■ Required task:
Write out the share reclassification passage word for word, from its heading to its final sentence.

■ Text extract:
>>>>>

Share Reclassification

        Currently we have one class of common stock and three classes of preferred stock outstanding. Each share of our outstanding common stock and each share of our outstanding preferred stock will be reclassified into one-third of one share of class B common stock in connection with this offering, which will result in a decrease in the number of shares outstanding. We also plan to amend our certificate of incorporation and bylaws and increase our total authorized number of shares of capital stock. All of this will be effective when we complete this offering. After the offering, we will have no outstanding preferred stock and two classes of common stock. In this prospectus, we refer to all of these actions together as the "Reclassification." The Reclassification will take place immediately prior to the closing of this offering. Except where otherwise noted, the description of the terms of our charter documents in this prospectus reflects the terms of those documents as they will exist following the Reclassification. Throughout this prospectus, we have revised the per share data for common stock to reflect the effect of the one for three reverse common stock split that is a part of the Reclassification.

<<<<<

■ Excerpted data:

>>>>>

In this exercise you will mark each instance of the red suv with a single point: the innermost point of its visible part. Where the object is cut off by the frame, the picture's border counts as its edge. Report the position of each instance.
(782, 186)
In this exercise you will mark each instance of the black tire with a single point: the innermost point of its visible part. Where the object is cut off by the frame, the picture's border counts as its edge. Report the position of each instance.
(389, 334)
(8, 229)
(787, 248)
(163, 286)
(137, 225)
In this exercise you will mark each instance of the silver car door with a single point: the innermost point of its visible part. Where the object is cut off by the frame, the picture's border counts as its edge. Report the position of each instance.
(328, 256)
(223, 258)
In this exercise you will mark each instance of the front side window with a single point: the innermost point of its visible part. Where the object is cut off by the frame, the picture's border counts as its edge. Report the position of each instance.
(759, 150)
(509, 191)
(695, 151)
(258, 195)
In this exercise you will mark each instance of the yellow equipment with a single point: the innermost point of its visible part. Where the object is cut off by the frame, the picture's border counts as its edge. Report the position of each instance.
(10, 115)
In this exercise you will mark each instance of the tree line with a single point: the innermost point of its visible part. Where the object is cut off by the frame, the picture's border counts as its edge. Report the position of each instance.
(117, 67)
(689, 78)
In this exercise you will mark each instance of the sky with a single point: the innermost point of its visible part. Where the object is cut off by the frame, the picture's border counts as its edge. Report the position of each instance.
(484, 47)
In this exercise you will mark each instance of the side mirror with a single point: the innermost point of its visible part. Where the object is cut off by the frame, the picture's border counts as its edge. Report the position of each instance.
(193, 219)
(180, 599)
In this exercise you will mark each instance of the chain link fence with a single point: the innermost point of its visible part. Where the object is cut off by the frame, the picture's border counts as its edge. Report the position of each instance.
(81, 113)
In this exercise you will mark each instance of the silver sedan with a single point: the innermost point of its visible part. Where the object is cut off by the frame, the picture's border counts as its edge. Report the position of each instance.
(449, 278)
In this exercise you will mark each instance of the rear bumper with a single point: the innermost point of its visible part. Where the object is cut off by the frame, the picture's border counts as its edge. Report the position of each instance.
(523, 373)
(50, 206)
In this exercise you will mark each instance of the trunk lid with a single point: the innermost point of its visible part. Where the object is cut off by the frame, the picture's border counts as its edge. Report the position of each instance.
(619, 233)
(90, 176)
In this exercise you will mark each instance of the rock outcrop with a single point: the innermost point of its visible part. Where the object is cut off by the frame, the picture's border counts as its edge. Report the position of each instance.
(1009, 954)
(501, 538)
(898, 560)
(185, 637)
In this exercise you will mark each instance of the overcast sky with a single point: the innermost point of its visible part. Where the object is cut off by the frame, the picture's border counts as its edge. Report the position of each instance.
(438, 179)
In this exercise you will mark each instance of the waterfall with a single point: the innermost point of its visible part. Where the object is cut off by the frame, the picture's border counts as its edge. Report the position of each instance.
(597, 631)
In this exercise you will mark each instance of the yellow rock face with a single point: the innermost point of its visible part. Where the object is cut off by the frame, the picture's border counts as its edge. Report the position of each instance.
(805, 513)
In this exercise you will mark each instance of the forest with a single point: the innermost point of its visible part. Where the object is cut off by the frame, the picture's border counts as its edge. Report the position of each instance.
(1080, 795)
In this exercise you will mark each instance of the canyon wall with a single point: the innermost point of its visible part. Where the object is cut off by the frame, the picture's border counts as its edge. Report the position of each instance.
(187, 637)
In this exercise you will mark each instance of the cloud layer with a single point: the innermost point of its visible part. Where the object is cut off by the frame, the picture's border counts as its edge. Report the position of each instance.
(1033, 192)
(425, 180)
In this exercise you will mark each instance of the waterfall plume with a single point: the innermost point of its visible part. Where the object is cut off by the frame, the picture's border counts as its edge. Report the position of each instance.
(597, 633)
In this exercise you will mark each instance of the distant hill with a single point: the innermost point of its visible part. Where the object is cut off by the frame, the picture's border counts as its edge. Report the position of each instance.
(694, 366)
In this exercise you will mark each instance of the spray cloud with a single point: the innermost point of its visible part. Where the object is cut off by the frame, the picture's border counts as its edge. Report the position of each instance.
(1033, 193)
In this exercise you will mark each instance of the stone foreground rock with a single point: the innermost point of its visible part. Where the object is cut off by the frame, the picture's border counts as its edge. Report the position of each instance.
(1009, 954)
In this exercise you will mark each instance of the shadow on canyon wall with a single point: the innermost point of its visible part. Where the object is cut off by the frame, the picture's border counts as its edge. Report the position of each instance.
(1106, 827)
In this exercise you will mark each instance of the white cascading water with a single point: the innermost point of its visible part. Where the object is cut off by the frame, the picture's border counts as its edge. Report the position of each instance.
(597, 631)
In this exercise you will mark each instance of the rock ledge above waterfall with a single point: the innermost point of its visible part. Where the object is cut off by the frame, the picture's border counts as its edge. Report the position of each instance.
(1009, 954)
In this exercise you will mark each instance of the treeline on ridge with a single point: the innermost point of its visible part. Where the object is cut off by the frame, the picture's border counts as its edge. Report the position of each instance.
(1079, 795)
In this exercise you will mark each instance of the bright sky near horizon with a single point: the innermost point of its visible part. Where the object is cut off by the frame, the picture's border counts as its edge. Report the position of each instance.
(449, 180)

<<<<<

■ Final answer:
Share Reclassification

        Currently we have one class of common stock and three classes of preferred stock outstanding. Each share of our outstanding common stock and each share of our outstanding preferred stock will be reclassified into one-third of one share of class B common stock in connection with this offering, which will result in a decrease in the number of shares outstanding. We also plan to amend our certificate of incorporation and bylaws and increase our total authorized number of shares of capital stock. All of this will be effective when we complete this offering. After the offering, we will have no outstanding preferred stock and two classes of common stock. In this prospectus, we refer to all of these actions together as the "Reclassification." The Reclassification will take place immediately prior to the closing of this offering. Except where otherwise noted, the description of the terms of our charter documents in this prospectus reflects the terms of those documents as they will exist following the Reclassification. Throughout this prospectus, we have revised the per share data for common stock to reflect the effect of the one for three reverse common stock split that is a part of the Reclassification.